Canada Research Chair in Structural Biology of Signal Transduction
Tier 2 - 2006-03-01
Coming to Canada from
University of California, Berkeley, USA
Determining protein structures using X-ray crystallography and other biophysical techniques.
The research is leading to a better understanding of innate immunity and the development of drugs for therapy against infectious diseases.
A crystal clear view to treating rheumatoid arthritis
Canada Research Chair Bhushan Nagar is helping make life better for the thousands of Canadians suffering from rheumatoid arthritis, ankylosing spondylitis, psoriasis and other life-long debilitating diseases.
In these diseases, the body's immune system mistakes healthy tissue for foreign organisms, and attacks-leading to inflamed joints and tissue, disability and severe pain. Using a technique called X-ray crystallography, Nagar is studying the protein receptors responsible for triggering these dangerous immune system responses.

● ● ● ● ●

REQUIREMENT A — According to the research chair profile, which university is the chair holder coming to Canada from?
REQUIREMENT B — Please translate this sentence from the research chair profile into French: "The research is leading to a better understanding of innate immunity and the development of drugs for therapy against infectious diseases."
REQUIREMENT C — Write the next part of the research chair profile, picking up after its final sentence.

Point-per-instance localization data
● ● ● ● ●

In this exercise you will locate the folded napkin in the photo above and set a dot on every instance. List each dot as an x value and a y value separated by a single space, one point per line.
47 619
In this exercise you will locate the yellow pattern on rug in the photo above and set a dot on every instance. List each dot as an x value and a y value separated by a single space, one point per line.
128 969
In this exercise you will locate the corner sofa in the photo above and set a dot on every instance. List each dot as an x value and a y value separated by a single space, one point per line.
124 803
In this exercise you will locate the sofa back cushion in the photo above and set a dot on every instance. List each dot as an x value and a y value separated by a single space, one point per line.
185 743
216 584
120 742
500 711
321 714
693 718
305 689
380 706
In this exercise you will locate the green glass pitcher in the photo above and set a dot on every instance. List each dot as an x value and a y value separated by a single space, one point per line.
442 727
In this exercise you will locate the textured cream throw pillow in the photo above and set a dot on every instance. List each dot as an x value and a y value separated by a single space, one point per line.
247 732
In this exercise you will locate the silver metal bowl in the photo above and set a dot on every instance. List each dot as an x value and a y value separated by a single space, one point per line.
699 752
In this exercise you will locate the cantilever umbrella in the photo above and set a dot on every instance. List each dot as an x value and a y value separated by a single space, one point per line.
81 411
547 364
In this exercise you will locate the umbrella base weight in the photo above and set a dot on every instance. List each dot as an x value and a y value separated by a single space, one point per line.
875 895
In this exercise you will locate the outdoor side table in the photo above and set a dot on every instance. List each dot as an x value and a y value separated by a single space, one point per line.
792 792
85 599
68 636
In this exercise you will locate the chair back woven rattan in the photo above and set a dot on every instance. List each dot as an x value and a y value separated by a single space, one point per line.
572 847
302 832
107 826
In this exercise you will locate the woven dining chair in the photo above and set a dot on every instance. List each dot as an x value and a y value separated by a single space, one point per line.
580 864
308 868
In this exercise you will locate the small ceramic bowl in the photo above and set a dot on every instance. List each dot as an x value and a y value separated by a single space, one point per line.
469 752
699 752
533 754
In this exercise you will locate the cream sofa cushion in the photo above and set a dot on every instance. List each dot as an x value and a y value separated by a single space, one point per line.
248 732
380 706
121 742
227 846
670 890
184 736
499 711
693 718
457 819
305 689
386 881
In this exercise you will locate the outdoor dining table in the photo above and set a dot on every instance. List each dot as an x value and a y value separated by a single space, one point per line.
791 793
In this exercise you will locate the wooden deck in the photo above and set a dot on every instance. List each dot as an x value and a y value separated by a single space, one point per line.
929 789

● ● ● ● ●

TASK OUTPUT A — University of California, Berkeley, USA

TASK OUTPUT B — La recherche mène à une meilleure compréhension de l'immunité innée et au développement de médicaments thérapeutiques contre les maladies infectieuses.

TASK OUTPUT C —
While we know these proteins-called Toll-like receptors (TLRs)-act as first warning systems against infection in healthy people, the mechanisms they use to recognize invaders and signal a response remain largely a mystery. By crystallizing the molecules that make up the protein and then using X-rays to "see" the crystals, Nagar is able to reconstruct 3-D images of the TLRs and analyze their structures.
This research will allow Nagar to uncover not only how TLRs function normally, but also how they can be modulated for the development of drugs to treat and prevent the debilitating inflammation associated with certain infectious diseases and autoimmune disorders.